(Description of the task): Copy the data below verbatim, from the line with "Could you kindly pick out the cream" to the line with "Target: cream painted wood", both included.

--------

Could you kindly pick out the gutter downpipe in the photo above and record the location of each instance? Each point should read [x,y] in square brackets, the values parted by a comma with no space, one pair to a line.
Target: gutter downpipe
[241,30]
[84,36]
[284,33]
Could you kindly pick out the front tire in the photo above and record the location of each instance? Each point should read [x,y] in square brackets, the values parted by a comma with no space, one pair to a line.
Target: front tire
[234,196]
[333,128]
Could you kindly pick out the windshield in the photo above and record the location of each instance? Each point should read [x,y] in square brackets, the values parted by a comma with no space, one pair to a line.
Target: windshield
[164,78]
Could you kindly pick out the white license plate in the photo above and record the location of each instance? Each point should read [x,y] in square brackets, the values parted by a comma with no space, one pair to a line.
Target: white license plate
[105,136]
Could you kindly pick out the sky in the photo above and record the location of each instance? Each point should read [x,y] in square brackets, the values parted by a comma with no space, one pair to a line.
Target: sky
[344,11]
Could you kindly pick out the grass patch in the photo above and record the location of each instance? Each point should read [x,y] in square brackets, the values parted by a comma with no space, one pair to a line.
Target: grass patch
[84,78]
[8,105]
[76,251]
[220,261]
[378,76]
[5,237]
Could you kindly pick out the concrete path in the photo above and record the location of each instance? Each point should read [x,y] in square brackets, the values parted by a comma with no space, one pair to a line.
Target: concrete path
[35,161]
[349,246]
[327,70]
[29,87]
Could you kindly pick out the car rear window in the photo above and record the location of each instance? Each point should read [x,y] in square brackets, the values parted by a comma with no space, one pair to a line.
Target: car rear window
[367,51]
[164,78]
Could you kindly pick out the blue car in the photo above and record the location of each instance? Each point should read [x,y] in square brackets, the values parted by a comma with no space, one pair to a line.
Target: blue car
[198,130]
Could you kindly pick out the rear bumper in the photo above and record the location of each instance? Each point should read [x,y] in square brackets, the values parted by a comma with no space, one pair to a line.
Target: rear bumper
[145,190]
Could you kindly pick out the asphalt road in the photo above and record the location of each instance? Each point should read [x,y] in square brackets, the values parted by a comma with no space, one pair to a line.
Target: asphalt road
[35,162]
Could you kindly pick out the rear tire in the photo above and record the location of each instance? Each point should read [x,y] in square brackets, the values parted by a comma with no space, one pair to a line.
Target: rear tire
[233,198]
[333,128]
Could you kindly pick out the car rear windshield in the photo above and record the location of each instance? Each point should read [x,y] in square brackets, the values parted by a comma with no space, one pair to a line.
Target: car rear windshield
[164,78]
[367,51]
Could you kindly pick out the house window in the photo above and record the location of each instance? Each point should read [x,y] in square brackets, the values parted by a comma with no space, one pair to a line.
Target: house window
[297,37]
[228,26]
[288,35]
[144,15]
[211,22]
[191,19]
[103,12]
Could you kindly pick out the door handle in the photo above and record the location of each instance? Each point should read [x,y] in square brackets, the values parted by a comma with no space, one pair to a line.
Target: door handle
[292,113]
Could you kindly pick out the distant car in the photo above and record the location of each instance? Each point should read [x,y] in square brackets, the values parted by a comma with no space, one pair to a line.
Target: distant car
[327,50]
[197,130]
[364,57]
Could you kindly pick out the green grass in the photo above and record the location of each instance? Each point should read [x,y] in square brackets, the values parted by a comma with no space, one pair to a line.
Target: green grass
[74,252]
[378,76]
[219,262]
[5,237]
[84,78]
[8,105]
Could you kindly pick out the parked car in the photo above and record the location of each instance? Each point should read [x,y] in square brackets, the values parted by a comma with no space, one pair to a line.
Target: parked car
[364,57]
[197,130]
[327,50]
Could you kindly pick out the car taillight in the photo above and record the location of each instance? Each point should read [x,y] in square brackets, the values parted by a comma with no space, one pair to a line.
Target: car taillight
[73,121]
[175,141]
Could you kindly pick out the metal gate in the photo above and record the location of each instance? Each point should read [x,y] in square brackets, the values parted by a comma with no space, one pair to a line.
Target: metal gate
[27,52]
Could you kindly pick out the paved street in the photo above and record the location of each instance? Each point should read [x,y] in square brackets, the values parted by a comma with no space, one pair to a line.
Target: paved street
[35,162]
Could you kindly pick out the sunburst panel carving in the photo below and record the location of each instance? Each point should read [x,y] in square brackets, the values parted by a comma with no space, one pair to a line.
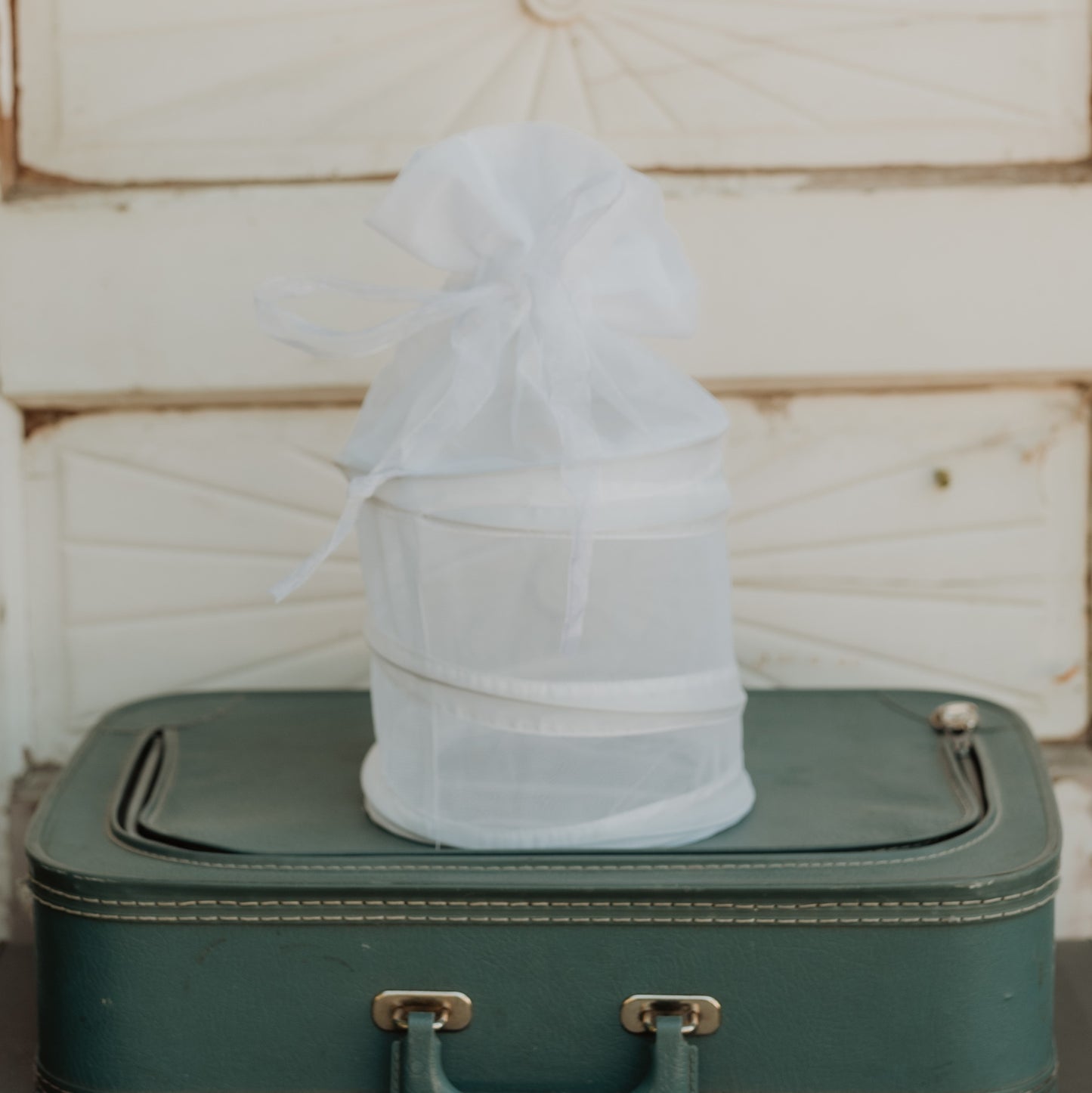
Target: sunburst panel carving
[877,540]
[237,88]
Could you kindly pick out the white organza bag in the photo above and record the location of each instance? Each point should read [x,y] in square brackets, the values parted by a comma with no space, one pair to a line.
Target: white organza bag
[539,502]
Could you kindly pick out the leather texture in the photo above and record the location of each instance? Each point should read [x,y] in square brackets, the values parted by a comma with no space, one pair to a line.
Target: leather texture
[189,946]
[819,787]
[418,1067]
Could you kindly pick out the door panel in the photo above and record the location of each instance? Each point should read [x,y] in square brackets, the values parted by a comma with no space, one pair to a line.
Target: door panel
[242,90]
[902,540]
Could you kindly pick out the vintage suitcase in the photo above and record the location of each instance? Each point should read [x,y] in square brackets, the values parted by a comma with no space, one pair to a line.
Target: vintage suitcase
[215,913]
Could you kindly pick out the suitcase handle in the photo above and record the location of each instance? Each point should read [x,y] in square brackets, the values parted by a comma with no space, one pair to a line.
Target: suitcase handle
[416,1066]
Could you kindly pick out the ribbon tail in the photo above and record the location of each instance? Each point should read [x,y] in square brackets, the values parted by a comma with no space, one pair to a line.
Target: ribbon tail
[360,490]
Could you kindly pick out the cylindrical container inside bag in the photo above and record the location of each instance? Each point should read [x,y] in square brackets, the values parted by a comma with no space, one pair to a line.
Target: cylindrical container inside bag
[540,507]
[490,735]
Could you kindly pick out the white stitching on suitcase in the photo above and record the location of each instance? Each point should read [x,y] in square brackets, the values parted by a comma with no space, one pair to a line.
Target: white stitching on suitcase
[57,1088]
[543,903]
[712,865]
[548,919]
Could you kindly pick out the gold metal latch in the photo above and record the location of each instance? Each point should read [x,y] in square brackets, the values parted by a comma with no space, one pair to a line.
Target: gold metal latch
[957,720]
[450,1009]
[701,1014]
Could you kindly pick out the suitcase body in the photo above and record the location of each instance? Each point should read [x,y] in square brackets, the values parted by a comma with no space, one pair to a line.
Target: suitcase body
[215,913]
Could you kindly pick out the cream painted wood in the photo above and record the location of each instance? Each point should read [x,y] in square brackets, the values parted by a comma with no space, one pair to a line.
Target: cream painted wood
[14,649]
[156,536]
[1075,893]
[245,90]
[110,298]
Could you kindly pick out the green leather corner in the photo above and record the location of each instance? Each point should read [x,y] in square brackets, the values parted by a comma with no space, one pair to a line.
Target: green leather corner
[213,921]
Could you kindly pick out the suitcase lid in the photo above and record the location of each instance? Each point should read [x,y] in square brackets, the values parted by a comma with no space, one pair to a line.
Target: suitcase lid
[252,800]
[843,774]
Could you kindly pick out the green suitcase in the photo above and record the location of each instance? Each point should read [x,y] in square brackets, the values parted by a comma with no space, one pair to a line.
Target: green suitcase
[215,913]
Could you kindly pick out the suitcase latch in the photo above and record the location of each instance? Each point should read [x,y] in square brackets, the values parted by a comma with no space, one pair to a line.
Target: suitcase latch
[957,720]
[450,1009]
[701,1014]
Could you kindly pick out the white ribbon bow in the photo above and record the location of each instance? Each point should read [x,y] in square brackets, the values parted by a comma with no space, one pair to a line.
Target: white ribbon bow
[524,296]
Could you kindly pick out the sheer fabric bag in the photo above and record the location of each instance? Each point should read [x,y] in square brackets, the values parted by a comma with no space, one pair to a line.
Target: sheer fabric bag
[539,502]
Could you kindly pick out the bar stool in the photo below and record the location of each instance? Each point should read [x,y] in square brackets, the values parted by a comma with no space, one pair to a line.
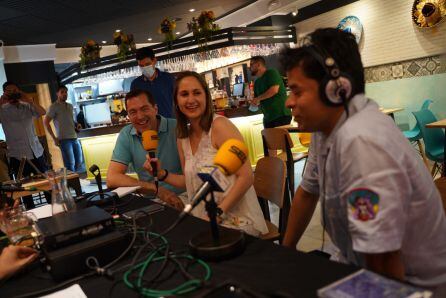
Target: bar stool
[278,139]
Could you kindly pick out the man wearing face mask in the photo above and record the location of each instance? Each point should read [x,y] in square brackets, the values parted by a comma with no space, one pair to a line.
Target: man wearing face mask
[17,111]
[159,83]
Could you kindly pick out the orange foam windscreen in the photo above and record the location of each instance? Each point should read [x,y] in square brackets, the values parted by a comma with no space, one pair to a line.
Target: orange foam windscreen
[150,140]
[231,156]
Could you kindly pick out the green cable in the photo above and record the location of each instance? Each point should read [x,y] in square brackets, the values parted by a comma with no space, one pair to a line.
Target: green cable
[184,288]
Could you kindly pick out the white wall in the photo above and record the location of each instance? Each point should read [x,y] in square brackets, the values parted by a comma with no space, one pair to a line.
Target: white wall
[389,33]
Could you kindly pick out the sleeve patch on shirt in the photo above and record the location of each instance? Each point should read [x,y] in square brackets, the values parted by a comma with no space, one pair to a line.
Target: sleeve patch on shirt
[364,204]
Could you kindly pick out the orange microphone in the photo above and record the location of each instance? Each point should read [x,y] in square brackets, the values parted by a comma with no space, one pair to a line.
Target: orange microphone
[150,144]
[229,159]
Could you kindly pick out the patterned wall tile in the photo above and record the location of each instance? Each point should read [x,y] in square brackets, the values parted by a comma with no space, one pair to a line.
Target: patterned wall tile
[406,69]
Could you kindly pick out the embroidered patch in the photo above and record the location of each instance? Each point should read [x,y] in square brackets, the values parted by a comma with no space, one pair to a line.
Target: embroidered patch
[364,204]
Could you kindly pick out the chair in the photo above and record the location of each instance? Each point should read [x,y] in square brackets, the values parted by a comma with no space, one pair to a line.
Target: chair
[441,185]
[279,139]
[414,135]
[433,138]
[269,184]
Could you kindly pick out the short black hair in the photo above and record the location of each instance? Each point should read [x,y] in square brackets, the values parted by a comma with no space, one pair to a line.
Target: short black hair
[259,59]
[145,52]
[8,83]
[62,87]
[138,92]
[339,45]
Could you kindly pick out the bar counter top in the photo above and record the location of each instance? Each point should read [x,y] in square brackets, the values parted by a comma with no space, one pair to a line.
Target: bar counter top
[100,130]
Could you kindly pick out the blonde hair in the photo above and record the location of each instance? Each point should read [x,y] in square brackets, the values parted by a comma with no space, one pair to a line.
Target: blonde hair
[182,121]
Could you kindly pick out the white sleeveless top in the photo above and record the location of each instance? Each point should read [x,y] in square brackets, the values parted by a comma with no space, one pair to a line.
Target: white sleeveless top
[246,215]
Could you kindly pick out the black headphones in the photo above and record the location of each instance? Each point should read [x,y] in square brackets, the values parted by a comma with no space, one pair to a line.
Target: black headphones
[335,89]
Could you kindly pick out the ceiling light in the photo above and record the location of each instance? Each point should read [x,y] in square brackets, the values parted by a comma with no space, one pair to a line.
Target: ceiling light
[295,12]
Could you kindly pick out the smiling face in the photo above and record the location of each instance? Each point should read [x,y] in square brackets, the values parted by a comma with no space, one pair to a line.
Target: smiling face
[191,98]
[142,114]
[307,108]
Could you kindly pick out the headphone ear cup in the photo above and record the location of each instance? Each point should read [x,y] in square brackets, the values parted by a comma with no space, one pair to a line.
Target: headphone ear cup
[334,88]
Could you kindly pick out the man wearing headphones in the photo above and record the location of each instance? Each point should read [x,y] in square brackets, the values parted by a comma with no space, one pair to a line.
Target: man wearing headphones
[378,201]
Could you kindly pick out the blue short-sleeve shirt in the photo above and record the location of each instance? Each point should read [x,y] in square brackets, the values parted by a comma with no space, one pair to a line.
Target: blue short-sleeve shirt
[130,151]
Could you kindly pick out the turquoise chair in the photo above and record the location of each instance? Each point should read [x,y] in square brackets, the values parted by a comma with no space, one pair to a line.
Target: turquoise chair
[433,138]
[414,134]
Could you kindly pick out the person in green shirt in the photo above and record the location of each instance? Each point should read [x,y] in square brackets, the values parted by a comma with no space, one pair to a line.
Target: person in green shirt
[269,93]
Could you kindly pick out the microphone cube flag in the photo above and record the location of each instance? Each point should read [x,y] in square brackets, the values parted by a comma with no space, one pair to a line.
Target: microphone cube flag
[150,140]
[231,156]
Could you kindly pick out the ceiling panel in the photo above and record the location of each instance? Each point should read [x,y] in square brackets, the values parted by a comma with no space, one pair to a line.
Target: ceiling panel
[71,22]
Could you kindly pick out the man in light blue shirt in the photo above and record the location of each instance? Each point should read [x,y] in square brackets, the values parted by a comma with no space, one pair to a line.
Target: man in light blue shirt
[143,114]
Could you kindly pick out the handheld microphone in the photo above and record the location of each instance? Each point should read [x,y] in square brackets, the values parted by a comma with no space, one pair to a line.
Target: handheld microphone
[228,160]
[97,177]
[150,144]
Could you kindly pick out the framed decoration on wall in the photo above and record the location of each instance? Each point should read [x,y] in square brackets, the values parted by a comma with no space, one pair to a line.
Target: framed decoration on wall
[428,13]
[352,25]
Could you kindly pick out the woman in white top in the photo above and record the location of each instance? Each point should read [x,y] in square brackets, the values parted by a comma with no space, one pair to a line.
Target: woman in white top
[200,134]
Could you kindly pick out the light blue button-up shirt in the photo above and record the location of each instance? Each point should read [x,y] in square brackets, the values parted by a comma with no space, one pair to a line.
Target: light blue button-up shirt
[130,151]
[17,122]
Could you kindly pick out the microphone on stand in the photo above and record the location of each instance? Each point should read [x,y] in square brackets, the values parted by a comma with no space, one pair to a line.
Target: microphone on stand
[228,160]
[226,243]
[97,178]
[150,144]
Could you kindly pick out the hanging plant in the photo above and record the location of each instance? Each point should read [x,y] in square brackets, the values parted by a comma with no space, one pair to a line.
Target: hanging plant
[90,52]
[125,43]
[167,27]
[203,27]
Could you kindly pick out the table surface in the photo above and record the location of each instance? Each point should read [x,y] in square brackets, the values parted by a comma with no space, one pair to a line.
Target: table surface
[264,266]
[391,110]
[438,124]
[41,185]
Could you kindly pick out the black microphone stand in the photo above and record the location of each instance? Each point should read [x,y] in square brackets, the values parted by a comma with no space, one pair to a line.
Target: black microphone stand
[218,243]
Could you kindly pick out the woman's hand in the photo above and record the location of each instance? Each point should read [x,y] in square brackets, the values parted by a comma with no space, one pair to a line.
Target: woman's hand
[14,258]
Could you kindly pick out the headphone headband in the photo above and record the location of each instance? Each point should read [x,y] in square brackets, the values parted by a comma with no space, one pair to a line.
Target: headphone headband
[336,87]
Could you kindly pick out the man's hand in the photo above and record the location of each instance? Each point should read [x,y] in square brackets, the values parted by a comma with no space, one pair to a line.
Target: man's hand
[56,142]
[14,258]
[170,198]
[26,98]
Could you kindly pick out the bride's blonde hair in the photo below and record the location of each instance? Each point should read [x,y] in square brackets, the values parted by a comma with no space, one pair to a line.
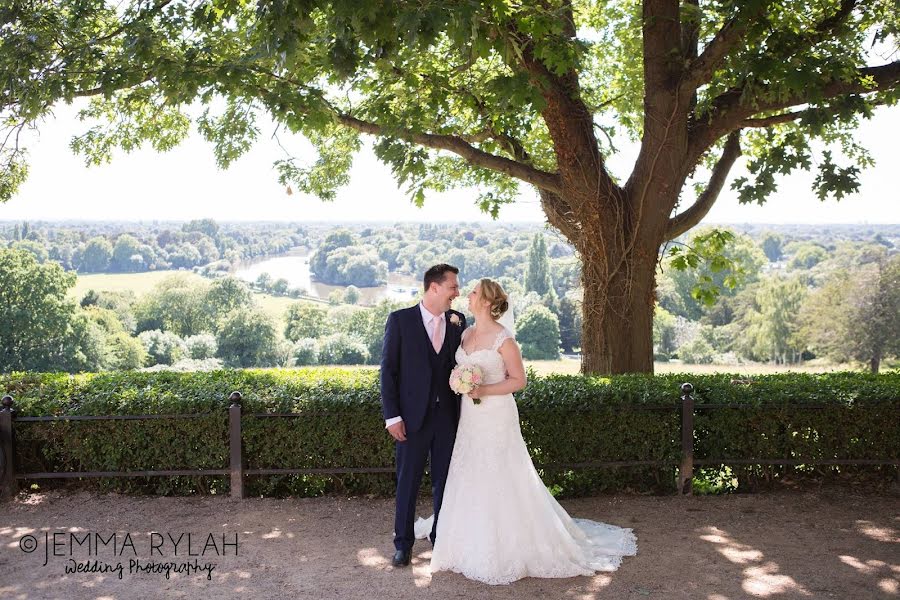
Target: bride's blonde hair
[493,293]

--------

(Complete output):
Could you kindly pick out the cream painted wood in the photo above and record the location of each instance? Each point should read [x,y] in square brackets, the values parted by a comma with no space, one pair to a line.
Target: cream painted wood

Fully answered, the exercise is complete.